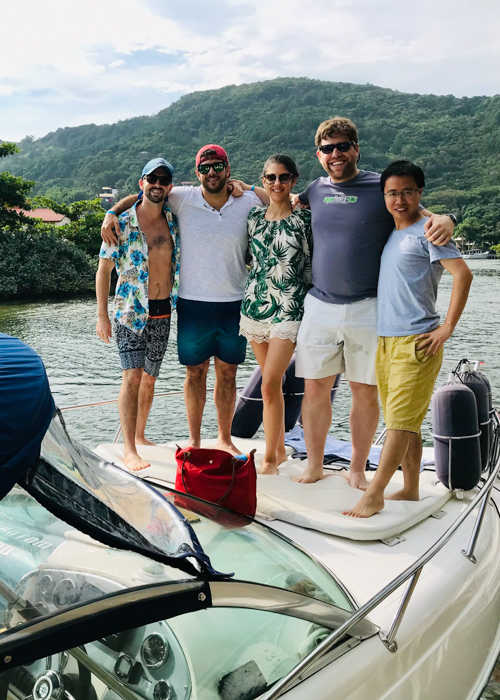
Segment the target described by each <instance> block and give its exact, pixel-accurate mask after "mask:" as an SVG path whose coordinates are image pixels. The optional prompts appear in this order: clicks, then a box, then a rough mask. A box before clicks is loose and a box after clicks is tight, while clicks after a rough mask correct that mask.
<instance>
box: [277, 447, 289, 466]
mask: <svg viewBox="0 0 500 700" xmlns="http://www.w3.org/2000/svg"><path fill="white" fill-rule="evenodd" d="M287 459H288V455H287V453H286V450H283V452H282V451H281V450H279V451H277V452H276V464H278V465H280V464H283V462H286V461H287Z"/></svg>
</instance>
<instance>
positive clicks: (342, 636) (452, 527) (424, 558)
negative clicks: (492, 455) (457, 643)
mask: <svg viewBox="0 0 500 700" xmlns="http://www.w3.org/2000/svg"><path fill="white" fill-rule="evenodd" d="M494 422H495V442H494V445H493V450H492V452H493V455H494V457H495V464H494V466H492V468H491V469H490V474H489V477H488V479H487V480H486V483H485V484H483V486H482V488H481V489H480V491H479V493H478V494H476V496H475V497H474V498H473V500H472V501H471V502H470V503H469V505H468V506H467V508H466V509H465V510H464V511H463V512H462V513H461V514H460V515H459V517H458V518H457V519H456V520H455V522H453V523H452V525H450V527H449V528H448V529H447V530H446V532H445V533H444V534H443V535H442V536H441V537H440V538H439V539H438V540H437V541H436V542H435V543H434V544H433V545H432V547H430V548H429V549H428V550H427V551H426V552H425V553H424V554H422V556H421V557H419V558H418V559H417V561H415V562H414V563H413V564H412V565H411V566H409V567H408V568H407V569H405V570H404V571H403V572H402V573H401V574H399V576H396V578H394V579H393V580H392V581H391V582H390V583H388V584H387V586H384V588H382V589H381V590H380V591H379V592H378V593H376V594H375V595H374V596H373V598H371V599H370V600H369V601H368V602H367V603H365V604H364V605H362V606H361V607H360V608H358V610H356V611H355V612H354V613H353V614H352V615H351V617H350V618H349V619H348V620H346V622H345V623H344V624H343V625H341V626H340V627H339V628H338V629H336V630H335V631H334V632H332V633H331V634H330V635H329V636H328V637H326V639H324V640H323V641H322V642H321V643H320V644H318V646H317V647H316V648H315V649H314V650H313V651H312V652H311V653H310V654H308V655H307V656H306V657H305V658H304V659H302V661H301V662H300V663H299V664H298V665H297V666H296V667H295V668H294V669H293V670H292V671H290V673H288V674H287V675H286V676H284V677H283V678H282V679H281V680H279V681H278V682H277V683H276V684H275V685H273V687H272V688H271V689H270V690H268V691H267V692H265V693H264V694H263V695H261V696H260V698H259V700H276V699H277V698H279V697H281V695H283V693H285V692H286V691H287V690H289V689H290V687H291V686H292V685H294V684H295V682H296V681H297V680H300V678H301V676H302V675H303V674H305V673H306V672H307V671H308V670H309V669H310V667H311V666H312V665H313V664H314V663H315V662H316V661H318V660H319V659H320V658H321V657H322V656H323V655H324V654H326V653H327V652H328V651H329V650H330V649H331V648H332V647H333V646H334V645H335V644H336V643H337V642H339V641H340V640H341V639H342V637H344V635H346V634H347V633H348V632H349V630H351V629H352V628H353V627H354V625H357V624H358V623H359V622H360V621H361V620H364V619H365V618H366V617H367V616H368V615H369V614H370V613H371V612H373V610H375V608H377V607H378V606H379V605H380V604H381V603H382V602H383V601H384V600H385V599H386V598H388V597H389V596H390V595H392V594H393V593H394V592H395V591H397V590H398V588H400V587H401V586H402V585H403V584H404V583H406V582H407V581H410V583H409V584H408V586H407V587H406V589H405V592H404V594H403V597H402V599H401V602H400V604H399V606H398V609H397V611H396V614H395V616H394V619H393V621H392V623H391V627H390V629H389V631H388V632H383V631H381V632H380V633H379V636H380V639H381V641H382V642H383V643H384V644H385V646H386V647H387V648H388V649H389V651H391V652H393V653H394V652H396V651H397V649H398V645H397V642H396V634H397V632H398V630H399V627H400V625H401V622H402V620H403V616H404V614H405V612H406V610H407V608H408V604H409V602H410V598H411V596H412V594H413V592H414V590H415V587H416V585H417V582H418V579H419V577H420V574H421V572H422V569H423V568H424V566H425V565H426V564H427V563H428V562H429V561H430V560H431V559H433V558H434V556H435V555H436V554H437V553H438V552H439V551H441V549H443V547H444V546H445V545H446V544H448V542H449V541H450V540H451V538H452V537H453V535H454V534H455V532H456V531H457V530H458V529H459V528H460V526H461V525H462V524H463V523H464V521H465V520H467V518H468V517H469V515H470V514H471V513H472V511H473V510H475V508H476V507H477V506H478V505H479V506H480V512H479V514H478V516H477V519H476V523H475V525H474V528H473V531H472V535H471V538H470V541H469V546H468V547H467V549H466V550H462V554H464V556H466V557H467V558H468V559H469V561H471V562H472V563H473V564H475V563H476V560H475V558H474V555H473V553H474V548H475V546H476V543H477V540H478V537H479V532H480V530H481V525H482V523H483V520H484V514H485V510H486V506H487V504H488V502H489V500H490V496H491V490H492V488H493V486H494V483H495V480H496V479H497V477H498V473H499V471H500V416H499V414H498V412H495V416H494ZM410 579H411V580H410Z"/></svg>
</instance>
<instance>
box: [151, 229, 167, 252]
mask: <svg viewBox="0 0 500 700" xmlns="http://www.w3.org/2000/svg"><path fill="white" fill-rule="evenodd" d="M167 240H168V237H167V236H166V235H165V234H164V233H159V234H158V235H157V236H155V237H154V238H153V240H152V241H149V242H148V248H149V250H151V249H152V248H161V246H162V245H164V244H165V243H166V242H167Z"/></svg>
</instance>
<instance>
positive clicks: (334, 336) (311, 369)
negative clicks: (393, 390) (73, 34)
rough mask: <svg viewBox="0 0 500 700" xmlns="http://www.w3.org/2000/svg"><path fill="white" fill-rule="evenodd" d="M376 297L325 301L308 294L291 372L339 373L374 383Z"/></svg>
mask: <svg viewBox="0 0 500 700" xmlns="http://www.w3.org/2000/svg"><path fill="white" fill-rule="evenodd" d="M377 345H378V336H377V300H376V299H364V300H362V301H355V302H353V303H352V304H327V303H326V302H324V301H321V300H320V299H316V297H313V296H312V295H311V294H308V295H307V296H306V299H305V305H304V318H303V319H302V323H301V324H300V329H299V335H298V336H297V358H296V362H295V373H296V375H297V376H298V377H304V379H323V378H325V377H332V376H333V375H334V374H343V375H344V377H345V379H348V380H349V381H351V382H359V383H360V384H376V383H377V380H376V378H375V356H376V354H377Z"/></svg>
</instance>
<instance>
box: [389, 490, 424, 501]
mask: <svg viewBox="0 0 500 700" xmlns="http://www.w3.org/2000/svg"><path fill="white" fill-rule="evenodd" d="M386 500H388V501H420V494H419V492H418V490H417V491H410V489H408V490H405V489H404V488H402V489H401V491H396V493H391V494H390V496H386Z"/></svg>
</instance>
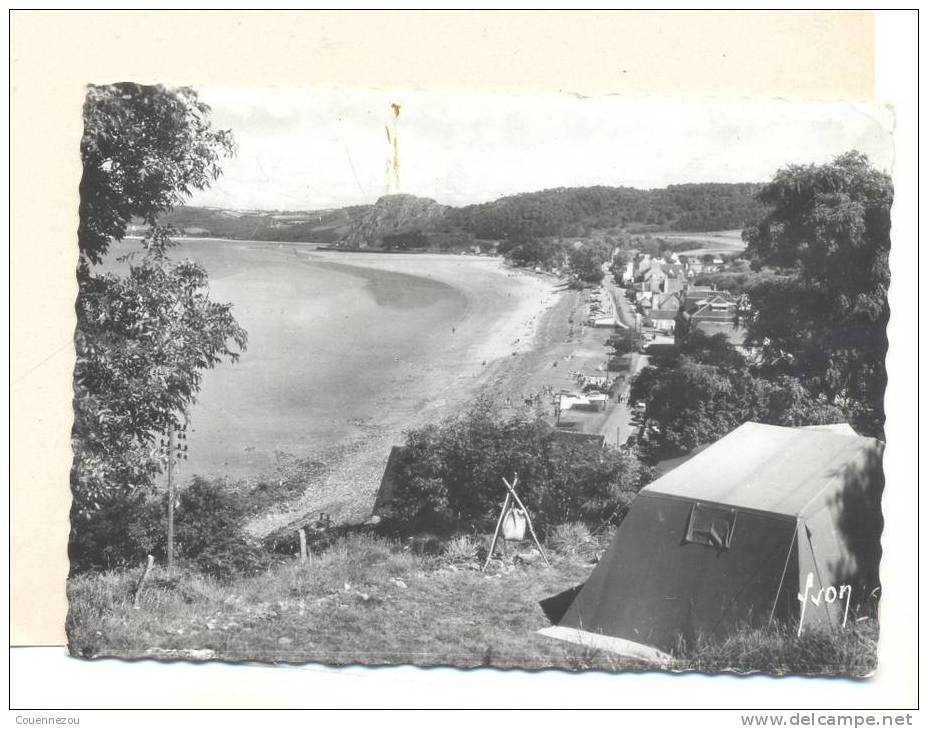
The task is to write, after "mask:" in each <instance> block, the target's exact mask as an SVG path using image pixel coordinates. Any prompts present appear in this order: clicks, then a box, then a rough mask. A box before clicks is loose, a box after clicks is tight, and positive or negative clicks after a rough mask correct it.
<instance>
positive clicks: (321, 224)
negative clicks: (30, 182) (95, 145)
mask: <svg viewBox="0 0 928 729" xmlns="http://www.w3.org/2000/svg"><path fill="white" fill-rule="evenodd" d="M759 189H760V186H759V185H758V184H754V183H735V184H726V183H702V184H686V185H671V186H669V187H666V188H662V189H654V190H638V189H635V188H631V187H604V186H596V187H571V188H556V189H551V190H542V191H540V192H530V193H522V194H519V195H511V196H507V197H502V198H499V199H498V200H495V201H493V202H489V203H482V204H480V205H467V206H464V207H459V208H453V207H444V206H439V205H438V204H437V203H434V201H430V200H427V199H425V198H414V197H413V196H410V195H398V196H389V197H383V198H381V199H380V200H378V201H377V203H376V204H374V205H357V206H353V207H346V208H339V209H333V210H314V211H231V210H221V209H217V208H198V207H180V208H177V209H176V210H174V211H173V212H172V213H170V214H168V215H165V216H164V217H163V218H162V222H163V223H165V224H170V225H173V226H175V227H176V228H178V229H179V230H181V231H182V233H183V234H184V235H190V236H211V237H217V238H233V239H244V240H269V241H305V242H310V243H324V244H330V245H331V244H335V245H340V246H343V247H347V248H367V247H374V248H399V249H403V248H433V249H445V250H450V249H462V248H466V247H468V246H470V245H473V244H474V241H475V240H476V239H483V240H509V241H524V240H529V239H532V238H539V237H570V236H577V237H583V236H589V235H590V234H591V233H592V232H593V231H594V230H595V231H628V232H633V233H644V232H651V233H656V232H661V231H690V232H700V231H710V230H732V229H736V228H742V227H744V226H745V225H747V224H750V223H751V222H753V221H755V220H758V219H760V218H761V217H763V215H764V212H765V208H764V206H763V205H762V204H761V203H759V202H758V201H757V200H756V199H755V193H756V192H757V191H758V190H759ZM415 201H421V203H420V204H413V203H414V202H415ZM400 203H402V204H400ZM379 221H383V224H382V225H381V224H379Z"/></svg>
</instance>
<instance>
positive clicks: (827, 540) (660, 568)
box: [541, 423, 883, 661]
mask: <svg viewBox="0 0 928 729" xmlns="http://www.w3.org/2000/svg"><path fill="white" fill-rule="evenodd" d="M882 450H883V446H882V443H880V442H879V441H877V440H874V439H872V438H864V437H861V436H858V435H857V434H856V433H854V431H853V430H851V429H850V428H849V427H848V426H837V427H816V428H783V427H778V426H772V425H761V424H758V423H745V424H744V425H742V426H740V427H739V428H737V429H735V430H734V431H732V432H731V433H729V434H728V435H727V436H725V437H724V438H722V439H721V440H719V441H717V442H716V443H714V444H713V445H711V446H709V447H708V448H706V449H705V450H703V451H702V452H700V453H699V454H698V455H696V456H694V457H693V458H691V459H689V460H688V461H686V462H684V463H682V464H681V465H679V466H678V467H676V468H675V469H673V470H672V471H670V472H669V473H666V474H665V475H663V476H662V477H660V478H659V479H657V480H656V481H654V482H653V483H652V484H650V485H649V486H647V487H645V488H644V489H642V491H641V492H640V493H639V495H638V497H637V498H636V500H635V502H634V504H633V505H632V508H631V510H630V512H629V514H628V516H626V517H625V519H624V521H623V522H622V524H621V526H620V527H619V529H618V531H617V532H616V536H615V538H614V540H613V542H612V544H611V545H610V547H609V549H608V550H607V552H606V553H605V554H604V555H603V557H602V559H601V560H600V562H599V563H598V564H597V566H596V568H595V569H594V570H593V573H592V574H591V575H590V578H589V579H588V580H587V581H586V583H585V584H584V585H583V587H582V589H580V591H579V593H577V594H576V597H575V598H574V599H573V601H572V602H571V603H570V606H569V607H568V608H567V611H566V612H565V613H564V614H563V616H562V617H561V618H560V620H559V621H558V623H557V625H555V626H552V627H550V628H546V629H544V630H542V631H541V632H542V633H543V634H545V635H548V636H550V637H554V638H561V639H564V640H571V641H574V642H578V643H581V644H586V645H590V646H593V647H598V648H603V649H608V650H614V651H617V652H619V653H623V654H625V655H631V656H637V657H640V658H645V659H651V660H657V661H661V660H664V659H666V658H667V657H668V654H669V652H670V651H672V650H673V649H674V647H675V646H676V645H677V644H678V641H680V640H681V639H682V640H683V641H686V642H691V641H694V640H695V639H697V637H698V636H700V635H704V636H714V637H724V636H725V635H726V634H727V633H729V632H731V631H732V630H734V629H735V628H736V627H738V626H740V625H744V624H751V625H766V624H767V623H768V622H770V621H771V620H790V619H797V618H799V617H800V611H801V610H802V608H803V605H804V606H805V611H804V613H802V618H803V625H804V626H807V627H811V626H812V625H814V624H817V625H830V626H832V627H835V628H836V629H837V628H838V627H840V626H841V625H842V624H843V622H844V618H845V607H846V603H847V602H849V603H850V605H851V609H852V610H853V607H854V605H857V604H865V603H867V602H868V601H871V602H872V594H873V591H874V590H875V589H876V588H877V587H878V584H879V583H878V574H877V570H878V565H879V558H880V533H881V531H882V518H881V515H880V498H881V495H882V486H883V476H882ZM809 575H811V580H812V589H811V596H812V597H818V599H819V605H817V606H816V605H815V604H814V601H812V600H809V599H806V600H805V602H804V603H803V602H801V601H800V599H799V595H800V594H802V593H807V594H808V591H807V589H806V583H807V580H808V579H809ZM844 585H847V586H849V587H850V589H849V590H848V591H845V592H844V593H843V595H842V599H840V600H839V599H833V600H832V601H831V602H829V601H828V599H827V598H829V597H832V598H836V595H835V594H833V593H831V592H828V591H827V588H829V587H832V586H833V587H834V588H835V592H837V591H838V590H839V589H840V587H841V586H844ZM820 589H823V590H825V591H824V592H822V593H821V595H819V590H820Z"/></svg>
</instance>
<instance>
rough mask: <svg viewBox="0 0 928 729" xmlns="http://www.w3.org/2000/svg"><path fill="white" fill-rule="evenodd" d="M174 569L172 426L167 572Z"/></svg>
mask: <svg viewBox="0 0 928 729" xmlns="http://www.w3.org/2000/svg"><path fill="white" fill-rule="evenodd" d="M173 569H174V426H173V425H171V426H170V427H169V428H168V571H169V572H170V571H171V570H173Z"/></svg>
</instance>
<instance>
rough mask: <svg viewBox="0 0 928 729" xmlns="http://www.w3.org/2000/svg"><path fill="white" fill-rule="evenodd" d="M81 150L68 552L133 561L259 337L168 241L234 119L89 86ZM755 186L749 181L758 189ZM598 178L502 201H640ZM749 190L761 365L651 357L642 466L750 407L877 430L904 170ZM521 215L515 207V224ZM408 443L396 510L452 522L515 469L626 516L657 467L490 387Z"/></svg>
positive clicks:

* _GOAL OF THE EXERCISE_: Scan the records for lines with the string "then". Give the number of such lines and nothing else.

* _THE ANSWER_: 2